* [PROBLEM]:
Output the passage on smart contracts and the legal profession in full, word for word.

* [EXCERPTED PASSAGE]:
++++++++++
Once the condition is met (i.e. one person wins the wager), the funds are automatically sent and nothing can interrupt or amend this. The funds being delivered are protected from greed, distrust and manipulation.

This technology is in the early stages of being used within law. Whether it’s claims, disputes, operational delays, payment delays, or promising payment upon delivering a product or service – these are some of the legal agreements that can be enforced by smart contracts.

The biggest appeal of smart contracts is that the contract is placed in the hands of blockchain technology – which cannot be interrupted or lose autonomy. The redundancy of intermediaries would be a huge cost-saver.

These aren’t like the automated legal services above either. These can be bespoke and adhere to unique circumstances (though this refers to subtleties in agreements, not necessarily convoluted results). However, they of course pose their own risks – risks that lawyers do not have. The first risk is that they currently have weak legal regulations – this is a brand new field that is not yet credibly established. Secondly, the programs – which are dependent on programmers to create – are exposed to bugs and possible cyber attacks.

We are yet to see how smart contracts can scale, both in terms of its blockchain technology and also the industry itself. However, we may begin to see a liaison of the two worlds, in which programmers and lawyers work together to create smart contracts.

What we do know, is none of the technology or scenarios presented thus far are self-sufficient or sophisticated enough to pose an existential threat to the legal profession. Whilst there is a threat from technology in offering cheaper document-making and basic legal services, we will find customers keep coming back to lawyers when issues or complicated agreements arise.
++++++++++
* [COLLECTED MATERIAL]:
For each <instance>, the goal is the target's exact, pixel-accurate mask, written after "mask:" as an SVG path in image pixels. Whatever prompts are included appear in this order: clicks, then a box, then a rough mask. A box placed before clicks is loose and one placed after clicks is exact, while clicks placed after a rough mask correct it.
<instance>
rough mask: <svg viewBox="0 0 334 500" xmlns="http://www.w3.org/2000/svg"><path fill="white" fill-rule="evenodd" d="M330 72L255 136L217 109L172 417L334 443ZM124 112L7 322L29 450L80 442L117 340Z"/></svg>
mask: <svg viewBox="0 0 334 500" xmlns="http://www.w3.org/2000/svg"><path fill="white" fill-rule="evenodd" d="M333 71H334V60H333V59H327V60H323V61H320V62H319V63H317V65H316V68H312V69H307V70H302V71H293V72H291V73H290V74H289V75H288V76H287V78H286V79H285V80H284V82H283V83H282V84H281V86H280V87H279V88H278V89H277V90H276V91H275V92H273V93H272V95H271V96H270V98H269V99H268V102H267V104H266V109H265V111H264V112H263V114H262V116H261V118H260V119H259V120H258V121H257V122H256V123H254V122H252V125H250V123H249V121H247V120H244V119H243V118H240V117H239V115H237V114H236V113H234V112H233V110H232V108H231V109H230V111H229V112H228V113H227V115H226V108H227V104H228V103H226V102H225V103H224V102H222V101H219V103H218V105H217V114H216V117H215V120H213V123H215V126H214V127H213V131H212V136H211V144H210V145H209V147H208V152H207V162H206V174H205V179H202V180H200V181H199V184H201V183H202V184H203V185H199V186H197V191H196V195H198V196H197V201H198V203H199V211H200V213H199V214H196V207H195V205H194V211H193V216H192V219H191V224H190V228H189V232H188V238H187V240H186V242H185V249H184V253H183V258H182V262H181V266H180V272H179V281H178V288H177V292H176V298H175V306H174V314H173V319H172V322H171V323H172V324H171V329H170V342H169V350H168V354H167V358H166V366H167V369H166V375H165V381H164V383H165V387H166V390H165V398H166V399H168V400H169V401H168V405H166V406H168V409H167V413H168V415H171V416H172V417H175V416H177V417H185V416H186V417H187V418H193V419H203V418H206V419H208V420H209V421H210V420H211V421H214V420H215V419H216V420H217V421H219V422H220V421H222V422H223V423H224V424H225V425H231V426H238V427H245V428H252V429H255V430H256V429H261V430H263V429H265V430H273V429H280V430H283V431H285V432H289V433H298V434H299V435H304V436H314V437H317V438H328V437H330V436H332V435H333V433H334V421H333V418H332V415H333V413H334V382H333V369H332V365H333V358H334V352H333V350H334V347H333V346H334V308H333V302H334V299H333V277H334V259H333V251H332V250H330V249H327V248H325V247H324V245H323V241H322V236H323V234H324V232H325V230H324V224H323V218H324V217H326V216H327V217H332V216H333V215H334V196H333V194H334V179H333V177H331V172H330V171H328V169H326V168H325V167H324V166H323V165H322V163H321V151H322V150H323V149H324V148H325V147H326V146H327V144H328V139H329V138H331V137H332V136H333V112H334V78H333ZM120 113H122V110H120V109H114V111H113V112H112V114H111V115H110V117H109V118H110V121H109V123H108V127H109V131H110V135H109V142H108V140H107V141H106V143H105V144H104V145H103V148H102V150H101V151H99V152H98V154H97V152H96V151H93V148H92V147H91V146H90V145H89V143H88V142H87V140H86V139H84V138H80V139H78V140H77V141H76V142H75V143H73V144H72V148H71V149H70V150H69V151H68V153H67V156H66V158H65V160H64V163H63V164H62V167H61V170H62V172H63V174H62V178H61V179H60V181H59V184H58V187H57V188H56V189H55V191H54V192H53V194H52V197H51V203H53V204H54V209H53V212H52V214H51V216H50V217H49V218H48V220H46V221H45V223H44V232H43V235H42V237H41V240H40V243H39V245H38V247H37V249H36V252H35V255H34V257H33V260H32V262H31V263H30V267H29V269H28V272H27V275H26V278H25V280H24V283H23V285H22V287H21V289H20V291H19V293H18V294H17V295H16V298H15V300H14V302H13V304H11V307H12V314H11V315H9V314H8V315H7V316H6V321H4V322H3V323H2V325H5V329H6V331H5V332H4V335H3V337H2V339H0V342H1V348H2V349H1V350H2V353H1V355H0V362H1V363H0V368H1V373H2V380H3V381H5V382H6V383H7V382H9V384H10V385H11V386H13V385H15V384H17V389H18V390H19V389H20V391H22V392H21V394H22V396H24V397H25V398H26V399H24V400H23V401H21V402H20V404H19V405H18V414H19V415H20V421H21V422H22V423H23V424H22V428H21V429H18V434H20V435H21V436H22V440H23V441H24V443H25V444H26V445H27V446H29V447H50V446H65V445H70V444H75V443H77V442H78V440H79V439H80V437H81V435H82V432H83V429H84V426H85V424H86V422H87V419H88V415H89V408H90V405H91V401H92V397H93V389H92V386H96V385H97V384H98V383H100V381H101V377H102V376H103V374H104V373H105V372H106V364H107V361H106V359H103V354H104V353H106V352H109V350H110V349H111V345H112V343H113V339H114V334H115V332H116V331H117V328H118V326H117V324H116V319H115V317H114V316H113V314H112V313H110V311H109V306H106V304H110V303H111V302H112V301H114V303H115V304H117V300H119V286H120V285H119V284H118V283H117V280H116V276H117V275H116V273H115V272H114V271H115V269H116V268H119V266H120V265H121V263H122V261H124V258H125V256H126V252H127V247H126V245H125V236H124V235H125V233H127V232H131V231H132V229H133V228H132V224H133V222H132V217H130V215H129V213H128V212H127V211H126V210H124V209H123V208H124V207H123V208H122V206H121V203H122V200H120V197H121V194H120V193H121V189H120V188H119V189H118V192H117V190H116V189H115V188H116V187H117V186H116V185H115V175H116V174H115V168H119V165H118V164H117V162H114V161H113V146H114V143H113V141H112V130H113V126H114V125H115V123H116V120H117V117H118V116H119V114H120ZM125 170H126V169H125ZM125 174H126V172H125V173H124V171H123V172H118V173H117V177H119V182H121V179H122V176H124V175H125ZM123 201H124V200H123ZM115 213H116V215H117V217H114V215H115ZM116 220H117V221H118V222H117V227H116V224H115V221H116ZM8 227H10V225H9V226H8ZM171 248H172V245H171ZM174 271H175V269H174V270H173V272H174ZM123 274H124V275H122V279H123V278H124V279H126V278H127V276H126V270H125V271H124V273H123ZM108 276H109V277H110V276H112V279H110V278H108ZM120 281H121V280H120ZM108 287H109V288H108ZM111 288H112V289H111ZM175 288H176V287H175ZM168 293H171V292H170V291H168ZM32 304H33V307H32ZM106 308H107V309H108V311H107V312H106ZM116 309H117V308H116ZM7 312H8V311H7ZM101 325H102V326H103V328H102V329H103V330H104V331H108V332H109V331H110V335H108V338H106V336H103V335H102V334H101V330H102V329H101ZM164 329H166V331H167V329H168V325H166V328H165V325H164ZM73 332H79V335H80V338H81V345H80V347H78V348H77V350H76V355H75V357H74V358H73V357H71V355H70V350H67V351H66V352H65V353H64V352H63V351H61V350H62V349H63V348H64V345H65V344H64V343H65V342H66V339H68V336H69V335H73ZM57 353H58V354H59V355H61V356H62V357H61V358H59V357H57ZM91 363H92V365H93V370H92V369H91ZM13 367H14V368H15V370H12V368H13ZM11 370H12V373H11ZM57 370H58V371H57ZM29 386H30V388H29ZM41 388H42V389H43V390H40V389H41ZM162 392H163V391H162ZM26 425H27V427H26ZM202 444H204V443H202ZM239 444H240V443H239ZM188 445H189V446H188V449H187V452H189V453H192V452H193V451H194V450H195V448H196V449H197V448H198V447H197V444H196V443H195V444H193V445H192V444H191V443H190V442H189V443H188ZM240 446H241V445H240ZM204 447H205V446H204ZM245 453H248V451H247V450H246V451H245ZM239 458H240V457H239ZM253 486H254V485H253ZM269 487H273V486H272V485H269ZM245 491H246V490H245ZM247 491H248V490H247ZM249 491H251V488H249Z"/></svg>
++++++++++
* [TASK OUTPUT]:
Once the condition is met (i.e. one person wins the wager), the funds are automatically sent and nothing can interrupt or amend this. The funds being delivered are protected from greed, distrust and manipulation.

This technology is in the early stages of being used within law. Whether it’s claims, disputes, operational delays, payment delays, or promising payment upon delivering a product or service – these are some of the legal agreements that can be enforced by smart contracts.

The biggest appeal of smart contracts is that the contract is placed in the hands of blockchain technology – which cannot be interrupted or lose autonomy. The redundancy of intermediaries would be a huge cost-saver.

These aren’t like the automated legal services above either. These can be bespoke and adhere to unique circumstances (though this refers to subtleties in agreements, not necessarily convoluted results). However, they of course pose their own risks – risks that lawyers do not have. The first risk is that they currently have weak legal regulations – this is a brand new field that is not yet credibly established. Secondly, the programs – which are dependent on programmers to create – are exposed to bugs and possible cyber attacks.

We are yet to see how smart contracts can scale, both in terms of its blockchain technology and also the industry itself. However, we may begin to see a liaison of the two worlds, in which programmers and lawyers work together to create smart contracts.

What we do know, is none of the technology or scenarios presented thus far are self-sufficient or sophisticated enough to pose an existential threat to the legal profession. Whilst there is a threat from technology in offering cheaper document-making and basic legal services, we will find customers keep coming back to lawyers when issues or complicated agreements arise.